• [Supplied material]:
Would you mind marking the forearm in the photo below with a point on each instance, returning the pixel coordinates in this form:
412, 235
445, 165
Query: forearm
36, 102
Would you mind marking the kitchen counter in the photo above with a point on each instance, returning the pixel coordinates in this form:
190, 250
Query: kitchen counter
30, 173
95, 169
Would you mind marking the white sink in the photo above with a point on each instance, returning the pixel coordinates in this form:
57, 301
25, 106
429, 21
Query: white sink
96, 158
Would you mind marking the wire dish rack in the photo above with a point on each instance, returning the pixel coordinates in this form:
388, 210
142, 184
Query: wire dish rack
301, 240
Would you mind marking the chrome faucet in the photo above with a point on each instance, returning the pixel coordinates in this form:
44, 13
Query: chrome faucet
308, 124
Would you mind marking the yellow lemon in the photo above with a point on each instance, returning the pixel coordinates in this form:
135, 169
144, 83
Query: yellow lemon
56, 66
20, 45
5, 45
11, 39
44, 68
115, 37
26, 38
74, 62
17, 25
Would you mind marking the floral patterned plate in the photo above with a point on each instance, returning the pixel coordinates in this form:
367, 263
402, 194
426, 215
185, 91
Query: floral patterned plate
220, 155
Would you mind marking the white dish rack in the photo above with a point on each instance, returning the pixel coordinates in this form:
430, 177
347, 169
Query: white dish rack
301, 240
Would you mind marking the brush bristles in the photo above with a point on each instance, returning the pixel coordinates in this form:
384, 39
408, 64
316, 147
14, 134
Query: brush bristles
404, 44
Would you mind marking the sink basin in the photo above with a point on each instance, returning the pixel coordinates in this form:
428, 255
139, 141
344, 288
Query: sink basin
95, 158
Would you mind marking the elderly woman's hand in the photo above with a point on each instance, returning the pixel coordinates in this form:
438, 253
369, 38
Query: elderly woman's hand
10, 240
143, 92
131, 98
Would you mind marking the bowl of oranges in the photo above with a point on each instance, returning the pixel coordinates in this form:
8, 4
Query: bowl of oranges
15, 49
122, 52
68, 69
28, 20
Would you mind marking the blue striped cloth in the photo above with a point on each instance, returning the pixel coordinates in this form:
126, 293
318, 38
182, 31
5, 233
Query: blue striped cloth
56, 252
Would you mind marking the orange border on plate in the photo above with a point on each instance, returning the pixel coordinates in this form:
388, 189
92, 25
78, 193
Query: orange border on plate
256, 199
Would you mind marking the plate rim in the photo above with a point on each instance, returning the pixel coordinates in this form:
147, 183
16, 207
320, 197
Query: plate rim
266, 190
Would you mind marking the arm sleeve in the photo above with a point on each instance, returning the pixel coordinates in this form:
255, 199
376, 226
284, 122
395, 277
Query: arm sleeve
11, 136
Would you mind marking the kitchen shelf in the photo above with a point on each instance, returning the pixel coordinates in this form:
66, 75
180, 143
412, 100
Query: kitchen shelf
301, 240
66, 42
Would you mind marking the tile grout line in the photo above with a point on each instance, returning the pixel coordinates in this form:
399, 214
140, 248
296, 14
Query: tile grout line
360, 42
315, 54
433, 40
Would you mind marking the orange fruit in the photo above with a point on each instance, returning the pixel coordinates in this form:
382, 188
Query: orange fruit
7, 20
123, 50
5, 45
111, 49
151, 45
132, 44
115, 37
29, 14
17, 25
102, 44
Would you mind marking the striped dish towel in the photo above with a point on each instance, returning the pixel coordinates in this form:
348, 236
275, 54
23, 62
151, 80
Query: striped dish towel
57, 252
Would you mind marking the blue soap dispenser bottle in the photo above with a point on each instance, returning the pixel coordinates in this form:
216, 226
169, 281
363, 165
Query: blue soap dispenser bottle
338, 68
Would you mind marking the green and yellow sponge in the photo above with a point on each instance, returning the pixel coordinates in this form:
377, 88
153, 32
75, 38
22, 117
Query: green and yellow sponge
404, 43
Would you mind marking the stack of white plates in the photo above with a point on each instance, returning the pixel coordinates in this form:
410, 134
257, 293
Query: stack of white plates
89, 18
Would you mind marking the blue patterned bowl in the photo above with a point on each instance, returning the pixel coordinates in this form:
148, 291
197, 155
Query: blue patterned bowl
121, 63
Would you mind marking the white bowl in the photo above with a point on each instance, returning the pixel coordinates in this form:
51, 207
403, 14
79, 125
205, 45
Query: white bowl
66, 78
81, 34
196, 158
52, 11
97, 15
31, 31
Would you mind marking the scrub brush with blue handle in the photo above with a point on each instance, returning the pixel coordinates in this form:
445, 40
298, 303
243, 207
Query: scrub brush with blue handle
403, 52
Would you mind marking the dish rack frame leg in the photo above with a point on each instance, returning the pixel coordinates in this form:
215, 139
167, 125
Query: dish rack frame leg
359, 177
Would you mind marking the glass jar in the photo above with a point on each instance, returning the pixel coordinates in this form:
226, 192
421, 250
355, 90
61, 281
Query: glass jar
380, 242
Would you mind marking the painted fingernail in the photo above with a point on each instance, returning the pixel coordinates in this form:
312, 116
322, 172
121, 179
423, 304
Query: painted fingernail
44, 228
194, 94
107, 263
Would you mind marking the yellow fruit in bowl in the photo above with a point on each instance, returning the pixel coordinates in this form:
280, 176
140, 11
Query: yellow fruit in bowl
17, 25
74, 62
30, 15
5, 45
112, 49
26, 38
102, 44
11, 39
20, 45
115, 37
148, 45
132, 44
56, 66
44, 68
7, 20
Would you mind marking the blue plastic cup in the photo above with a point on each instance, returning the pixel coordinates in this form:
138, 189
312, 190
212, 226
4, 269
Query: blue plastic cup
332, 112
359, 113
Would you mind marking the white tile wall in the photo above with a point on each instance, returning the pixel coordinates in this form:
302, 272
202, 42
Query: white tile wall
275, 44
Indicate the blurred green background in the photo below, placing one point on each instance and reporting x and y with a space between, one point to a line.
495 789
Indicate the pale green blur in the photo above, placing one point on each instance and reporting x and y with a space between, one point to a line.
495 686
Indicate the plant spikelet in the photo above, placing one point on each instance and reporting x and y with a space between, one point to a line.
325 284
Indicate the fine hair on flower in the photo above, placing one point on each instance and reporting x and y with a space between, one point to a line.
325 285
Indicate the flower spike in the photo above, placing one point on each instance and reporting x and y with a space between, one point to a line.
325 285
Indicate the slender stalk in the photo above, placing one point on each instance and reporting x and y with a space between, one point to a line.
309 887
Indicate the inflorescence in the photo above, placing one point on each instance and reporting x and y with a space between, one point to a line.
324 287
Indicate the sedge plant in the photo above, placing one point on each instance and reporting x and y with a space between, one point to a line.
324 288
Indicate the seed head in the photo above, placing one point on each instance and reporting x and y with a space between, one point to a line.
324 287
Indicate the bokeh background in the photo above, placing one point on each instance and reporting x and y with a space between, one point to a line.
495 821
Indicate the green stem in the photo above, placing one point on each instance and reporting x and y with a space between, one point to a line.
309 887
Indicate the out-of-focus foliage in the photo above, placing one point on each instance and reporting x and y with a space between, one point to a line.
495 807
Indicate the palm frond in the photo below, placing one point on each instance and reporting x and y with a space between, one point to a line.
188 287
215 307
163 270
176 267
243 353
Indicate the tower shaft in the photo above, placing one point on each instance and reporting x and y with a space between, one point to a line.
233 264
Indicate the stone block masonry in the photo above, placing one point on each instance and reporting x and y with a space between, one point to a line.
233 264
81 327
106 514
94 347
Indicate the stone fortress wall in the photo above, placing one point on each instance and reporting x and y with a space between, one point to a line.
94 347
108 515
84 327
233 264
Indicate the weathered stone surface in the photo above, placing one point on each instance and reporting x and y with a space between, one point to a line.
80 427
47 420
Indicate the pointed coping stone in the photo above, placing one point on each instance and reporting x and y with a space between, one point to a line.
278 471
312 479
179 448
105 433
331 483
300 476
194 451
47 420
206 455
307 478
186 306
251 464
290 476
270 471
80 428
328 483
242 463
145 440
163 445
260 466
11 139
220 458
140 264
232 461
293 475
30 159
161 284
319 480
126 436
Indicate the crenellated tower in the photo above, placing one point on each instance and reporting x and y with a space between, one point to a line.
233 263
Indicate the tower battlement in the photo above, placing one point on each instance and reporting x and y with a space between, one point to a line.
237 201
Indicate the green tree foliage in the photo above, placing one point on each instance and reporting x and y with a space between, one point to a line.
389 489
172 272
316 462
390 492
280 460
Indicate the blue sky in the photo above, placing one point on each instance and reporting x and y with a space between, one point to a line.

• [Work request]:
Only output the lines from the one with "Indicate the green tree" through the end of the entries above, exactly as they are.

• [Answer to the problem]:
Indicate the green tree foliage in the photo above, placing one point on each instance and reporting x and y with a space between, one point to a line.
389 489
172 272
316 462
390 492
280 460
Indicate the blue sky in the photo above, placing one point on each instance and reporting x and y with a space between, one point to a line.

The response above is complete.